The problem
Your answer should be the full set of entries, given again without alteration.

(Stored dataset items)
___

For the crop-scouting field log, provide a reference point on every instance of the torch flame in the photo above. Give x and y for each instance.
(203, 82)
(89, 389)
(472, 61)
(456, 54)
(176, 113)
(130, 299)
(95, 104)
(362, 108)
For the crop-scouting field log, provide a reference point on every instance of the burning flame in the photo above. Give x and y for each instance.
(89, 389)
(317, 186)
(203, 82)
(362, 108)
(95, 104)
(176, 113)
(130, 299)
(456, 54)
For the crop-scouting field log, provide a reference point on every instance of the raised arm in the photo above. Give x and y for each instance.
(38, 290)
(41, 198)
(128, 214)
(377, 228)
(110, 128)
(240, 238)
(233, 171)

___

Solution to this exercise
For the crop-scouting field log, provide a reference point on every instance of the torch flame in the photo above. Give x and y for each instance.
(203, 82)
(89, 389)
(472, 61)
(456, 54)
(176, 113)
(130, 299)
(95, 104)
(362, 108)
For the crop-scouting field log, provide a reference point on every instance of the burning flame in the photo above. Give x and y for each instance.
(89, 389)
(317, 186)
(203, 82)
(362, 108)
(95, 104)
(176, 113)
(130, 299)
(456, 54)
For the crop-scouting field log, provide a reference point on every instance of the raised arm in the photo above. Give x and y for each instance.
(38, 290)
(41, 198)
(128, 214)
(377, 228)
(110, 128)
(240, 238)
(233, 171)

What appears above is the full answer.